## 問題文:
以下のデータをすべて、一字一句変えずにそのまま書き写せ。

## 記録データ:
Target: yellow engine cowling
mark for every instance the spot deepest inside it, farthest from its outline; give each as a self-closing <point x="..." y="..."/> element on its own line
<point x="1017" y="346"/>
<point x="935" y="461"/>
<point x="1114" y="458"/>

## 解答:
Target: yellow engine cowling
mark for every instance the spot deepest inside it, farthest from its outline; give each as a self-closing <point x="..." y="..."/> element on its own line
<point x="1017" y="346"/>
<point x="935" y="461"/>
<point x="1114" y="458"/>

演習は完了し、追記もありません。